What is expected:
List each line of the data below that contains the word "sloped". The match is case-sensitive.

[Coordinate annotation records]
══════════════════════════════

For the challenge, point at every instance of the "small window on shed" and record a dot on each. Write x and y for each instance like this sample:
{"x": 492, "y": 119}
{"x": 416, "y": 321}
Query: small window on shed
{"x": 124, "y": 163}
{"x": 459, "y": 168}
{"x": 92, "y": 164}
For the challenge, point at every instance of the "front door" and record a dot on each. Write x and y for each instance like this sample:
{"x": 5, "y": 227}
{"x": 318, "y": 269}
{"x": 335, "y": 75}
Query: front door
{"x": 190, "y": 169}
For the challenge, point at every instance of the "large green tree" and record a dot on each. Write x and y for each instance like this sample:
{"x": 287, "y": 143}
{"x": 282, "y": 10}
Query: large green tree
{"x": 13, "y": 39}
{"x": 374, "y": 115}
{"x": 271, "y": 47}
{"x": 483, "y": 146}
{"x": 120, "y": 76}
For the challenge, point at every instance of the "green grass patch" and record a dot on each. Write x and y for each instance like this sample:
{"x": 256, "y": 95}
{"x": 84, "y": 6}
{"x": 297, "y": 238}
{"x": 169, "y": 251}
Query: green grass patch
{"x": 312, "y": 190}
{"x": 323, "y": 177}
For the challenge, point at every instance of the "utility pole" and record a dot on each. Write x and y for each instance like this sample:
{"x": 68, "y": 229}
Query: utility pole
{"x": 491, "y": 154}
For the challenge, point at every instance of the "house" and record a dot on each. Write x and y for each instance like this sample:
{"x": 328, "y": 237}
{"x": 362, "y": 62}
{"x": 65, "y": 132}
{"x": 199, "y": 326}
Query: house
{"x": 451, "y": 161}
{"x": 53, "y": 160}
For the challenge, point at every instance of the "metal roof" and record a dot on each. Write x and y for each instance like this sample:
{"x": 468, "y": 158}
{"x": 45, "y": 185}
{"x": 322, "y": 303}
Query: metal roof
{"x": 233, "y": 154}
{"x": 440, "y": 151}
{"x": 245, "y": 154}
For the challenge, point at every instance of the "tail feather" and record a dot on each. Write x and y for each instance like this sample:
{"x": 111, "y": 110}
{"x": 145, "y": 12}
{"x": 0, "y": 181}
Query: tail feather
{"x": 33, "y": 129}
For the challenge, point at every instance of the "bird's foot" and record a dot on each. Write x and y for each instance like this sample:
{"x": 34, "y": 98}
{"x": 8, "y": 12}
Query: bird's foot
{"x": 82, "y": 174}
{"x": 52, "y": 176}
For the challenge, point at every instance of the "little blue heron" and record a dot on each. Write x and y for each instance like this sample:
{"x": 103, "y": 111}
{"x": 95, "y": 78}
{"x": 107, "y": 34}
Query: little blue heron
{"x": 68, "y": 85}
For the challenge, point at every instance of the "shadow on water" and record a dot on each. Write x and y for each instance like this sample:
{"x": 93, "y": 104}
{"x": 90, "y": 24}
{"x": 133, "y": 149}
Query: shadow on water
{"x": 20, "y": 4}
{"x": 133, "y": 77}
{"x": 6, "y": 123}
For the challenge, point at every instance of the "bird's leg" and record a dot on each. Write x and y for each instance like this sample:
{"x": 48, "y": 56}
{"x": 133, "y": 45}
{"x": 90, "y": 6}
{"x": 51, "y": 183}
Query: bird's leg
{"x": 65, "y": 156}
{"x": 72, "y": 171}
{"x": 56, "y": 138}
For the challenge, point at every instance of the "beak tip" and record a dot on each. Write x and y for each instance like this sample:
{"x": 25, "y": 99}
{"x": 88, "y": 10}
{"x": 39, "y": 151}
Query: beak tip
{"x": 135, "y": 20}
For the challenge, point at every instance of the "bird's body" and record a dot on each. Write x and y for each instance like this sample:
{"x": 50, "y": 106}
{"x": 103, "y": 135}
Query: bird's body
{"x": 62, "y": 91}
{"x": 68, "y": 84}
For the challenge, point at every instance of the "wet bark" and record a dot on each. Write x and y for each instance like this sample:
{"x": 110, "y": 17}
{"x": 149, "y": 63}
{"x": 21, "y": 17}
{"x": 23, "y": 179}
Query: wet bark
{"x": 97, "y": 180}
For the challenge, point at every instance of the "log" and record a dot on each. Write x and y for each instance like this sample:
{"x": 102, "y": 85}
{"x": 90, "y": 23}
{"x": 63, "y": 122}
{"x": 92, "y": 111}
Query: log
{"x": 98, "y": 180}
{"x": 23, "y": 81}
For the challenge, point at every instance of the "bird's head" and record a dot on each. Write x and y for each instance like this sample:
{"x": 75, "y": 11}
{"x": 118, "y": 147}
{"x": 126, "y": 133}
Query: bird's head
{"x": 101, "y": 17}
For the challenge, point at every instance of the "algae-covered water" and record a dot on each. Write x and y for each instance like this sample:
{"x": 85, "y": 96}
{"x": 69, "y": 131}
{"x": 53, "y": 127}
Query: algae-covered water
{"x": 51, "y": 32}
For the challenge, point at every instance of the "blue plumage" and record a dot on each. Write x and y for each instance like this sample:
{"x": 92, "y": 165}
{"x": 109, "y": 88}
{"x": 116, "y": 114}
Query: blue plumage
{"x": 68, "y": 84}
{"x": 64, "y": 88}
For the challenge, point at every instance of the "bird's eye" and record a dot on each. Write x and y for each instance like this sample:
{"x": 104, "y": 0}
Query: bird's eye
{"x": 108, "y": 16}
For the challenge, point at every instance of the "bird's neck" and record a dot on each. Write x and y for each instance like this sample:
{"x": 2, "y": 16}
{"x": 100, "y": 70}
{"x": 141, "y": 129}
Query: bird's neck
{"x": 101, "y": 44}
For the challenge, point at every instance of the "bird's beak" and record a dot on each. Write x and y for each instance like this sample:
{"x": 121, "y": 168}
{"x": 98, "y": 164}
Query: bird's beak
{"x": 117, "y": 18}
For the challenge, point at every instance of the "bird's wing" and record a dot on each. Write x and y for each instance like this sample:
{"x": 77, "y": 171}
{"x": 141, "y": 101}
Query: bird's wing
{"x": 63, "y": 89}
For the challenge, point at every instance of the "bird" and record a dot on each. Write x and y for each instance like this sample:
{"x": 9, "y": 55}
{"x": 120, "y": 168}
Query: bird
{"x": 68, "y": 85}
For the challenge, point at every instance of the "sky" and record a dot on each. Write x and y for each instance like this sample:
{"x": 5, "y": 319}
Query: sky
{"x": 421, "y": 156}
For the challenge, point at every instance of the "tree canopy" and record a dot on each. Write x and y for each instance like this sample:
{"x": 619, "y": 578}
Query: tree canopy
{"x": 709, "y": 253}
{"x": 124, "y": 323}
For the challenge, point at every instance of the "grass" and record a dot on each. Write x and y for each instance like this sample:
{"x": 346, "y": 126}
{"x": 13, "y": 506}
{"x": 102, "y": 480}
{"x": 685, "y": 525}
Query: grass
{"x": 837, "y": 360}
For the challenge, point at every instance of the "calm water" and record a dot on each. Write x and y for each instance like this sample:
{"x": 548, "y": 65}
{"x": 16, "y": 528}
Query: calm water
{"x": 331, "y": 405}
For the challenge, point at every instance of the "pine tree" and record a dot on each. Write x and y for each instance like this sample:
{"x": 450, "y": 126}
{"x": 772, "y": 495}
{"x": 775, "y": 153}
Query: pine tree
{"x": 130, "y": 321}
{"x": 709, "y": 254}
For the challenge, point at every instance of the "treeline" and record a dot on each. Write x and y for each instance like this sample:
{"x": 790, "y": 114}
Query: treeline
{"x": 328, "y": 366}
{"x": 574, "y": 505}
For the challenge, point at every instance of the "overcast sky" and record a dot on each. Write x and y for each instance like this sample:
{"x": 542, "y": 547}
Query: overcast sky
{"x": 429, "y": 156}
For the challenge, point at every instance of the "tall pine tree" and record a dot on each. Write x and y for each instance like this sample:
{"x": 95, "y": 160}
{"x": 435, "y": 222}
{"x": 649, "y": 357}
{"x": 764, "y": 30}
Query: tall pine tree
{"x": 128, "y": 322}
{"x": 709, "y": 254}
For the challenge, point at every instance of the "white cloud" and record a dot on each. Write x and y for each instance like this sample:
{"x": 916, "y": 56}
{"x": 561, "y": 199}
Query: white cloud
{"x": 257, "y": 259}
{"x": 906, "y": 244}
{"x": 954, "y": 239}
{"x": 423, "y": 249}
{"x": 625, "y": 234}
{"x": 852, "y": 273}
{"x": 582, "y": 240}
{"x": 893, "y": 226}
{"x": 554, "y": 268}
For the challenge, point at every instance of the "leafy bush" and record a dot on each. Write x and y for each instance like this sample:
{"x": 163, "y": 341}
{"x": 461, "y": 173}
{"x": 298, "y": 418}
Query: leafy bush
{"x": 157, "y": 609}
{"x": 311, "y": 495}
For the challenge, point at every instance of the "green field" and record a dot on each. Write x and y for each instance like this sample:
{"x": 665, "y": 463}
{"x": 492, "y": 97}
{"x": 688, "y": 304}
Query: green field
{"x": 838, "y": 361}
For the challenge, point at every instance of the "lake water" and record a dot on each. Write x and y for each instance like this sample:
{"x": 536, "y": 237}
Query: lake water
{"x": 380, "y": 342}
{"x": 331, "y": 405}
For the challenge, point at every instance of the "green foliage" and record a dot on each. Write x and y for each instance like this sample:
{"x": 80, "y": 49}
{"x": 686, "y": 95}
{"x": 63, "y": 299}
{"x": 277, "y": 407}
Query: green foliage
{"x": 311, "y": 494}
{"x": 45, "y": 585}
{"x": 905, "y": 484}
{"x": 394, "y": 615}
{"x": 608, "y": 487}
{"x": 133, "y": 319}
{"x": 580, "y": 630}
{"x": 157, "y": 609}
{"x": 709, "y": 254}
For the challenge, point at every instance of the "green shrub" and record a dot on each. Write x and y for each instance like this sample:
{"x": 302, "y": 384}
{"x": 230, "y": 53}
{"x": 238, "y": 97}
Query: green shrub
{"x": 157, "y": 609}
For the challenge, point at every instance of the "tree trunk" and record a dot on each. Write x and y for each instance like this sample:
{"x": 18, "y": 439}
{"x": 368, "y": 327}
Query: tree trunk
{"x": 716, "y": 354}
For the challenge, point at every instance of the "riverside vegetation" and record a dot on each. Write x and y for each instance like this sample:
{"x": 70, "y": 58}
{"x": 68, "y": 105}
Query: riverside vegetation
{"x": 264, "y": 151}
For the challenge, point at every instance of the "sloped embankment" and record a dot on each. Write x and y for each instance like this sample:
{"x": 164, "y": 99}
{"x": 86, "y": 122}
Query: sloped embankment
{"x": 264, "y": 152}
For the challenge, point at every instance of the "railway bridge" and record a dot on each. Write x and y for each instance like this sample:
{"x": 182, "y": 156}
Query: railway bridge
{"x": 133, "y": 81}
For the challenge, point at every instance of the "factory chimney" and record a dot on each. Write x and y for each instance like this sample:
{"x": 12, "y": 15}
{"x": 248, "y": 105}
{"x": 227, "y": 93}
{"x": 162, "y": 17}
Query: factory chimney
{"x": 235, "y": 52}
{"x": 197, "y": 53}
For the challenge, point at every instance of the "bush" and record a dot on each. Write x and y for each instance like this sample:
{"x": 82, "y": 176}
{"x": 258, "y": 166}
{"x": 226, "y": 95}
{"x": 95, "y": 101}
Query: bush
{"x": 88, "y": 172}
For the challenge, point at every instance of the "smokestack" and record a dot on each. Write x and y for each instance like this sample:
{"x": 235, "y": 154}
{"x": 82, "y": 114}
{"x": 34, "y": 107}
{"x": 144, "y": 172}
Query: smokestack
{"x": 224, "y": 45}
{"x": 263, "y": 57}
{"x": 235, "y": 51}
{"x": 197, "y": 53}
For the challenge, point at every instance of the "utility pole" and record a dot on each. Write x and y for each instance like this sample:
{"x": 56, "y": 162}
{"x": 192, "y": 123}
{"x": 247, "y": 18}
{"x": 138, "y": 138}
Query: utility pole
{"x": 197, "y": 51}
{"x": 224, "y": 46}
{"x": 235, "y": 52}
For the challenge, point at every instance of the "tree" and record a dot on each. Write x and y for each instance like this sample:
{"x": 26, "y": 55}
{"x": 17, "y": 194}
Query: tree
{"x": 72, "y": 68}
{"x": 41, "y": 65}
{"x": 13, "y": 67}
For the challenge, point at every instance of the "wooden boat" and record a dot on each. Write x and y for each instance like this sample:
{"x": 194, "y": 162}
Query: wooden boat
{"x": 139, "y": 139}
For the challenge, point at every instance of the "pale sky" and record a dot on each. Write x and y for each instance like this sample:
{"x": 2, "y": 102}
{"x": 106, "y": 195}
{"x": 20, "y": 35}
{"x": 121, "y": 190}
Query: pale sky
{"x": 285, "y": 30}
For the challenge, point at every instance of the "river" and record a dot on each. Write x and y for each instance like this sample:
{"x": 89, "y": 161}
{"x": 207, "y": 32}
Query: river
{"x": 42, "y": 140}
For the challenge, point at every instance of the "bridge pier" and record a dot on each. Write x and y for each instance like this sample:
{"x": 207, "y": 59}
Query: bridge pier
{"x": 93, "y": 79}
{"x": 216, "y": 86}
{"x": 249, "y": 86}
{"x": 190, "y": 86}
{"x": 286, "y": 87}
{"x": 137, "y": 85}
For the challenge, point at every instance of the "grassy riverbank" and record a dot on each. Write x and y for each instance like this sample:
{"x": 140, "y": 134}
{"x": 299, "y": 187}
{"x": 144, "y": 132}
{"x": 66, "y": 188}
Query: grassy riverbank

══════════════════════════════

Response below:
For the challenge, point at every instance of the "sloped embankment" and record a dot on each. Write x and y for each instance like this sample:
Query: sloped embankment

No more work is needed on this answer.